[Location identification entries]
★ ★ ★

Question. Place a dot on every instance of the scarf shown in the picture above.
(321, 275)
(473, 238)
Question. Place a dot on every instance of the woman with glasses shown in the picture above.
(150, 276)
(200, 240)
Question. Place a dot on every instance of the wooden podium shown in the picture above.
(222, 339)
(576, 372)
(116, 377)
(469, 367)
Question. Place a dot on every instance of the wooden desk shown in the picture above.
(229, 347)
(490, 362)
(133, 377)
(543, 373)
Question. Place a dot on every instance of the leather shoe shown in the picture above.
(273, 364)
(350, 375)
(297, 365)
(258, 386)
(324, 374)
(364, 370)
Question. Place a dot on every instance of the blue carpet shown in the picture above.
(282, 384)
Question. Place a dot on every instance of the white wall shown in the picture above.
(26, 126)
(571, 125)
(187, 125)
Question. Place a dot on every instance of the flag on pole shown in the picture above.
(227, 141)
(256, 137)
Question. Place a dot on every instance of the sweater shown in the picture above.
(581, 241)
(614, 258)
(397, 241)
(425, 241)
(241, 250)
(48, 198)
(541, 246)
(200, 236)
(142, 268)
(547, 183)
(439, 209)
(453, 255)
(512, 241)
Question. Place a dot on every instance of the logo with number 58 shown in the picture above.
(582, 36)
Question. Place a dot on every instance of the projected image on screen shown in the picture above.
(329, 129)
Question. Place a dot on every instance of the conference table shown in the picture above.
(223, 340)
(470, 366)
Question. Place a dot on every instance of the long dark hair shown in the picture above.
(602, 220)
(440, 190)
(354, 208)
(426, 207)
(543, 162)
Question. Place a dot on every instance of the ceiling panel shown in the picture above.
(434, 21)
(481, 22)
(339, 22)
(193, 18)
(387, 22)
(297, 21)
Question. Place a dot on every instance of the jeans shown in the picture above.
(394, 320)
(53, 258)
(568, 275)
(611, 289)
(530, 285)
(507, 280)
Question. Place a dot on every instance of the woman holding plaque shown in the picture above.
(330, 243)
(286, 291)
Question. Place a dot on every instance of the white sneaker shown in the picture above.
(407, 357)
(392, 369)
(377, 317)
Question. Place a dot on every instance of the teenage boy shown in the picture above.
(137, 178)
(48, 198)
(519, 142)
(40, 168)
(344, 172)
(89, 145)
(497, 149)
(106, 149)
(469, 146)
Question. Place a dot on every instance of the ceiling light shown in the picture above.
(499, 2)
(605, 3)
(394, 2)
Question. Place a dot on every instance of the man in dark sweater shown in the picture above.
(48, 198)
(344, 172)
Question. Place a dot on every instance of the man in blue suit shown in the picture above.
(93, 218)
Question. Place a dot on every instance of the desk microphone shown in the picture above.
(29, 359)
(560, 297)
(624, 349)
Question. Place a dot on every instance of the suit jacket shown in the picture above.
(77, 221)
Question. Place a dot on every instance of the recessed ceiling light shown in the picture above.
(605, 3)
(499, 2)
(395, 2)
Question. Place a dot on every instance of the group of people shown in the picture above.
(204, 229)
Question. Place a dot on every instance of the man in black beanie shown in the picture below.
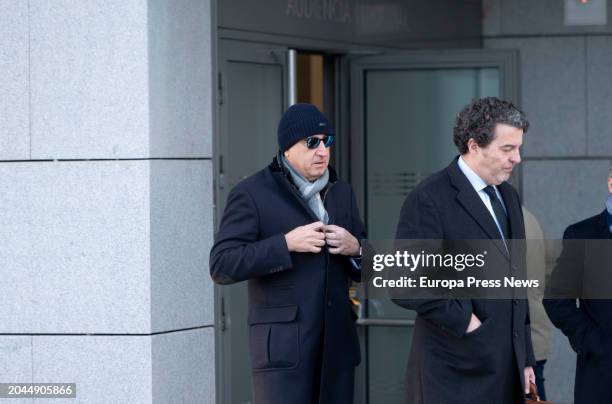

★ ★ ★

YOUR TASK
Return every one of the lines above word for word, but leave the picture out of your answer.

TASK RESPONSE
Question. Place a dot on every instance of the scarf shown in the picture above.
(321, 275)
(473, 238)
Question. Place a dot on every instance of the woman with glasses shown in the picture above.
(150, 276)
(200, 240)
Question. Place a dot on every instance of the wooden podium shown in the picture above.
(222, 339)
(576, 372)
(116, 377)
(469, 367)
Question. Place a dot on every instance of the wooden desk shown in the picture above.
(229, 347)
(490, 362)
(133, 377)
(543, 373)
Question. Place a dot on every instance of the leather shoe shown in the picture above.
(273, 364)
(350, 375)
(297, 365)
(258, 386)
(324, 374)
(364, 370)
Question. Place a dot on every instance of the blue carpet shown in the picture above.
(282, 384)
Question. Place a dot on every instance of the white wall shown in the picture above.
(26, 126)
(571, 125)
(187, 125)
Question. Place a dot on every instance of the flag on pole shown in the picture above.
(227, 141)
(256, 137)
Question. Place a dot on every instance of the sweater shown in the picture above.
(581, 241)
(614, 258)
(397, 241)
(425, 241)
(241, 250)
(48, 198)
(541, 246)
(200, 236)
(142, 268)
(547, 183)
(439, 209)
(453, 255)
(512, 241)
Question. Place a dot on every instance of the logo with number 58 shown in the picture above.
(582, 36)
Question. Place a dot on every instance of the projected image on screen shown in the picture above.
(329, 129)
Question. Place a dot on every instance of the conference table shown in the picture above.
(223, 340)
(470, 366)
Question. Place a dot on every instance of the long dark hair shown in the picture above.
(602, 220)
(440, 190)
(354, 208)
(426, 207)
(543, 162)
Question. Place a dot on every instance of the ceiling panel shown in the picture above.
(434, 21)
(481, 22)
(339, 22)
(193, 18)
(387, 22)
(297, 21)
Question. Place a dot on every instance of the jeans shown in the picture above.
(394, 320)
(53, 258)
(568, 275)
(611, 289)
(530, 285)
(507, 280)
Question. Place a dot on every instance of the woman holding plaque shown in the picture above.
(330, 243)
(286, 291)
Question. Place a dot on every instance of the white sneaker shown in the picture above.
(407, 357)
(392, 369)
(377, 317)
Question. Place a dot on every instance of the teenage boy shown in the picture above.
(137, 178)
(48, 198)
(519, 142)
(40, 168)
(344, 172)
(89, 145)
(497, 149)
(106, 149)
(469, 146)
Question. Place a dot on every instance of the ceiling light shown in the picture above.
(499, 2)
(605, 3)
(394, 2)
Question. Place a dot on every instance of the man in dark sweater shown in the picture above.
(48, 198)
(344, 172)
Question. Place a dot on every instance of the man in blue suit shown in the picture above.
(93, 218)
Question. Place a dot on every instance of the desk microphone shown in the picture above.
(29, 359)
(560, 297)
(624, 349)
Question. Place a dot on every instance of the suit jacket shown in the picture above.
(77, 221)
Question. Place a dot on every instance of the recessed ceiling light shown in the picture above.
(605, 3)
(499, 2)
(395, 2)
Question. Place a dot on every instance of the group of people shown in the picture above.
(204, 229)
Question. Place a dot on every instance of the man in black beanie shown in the picture below.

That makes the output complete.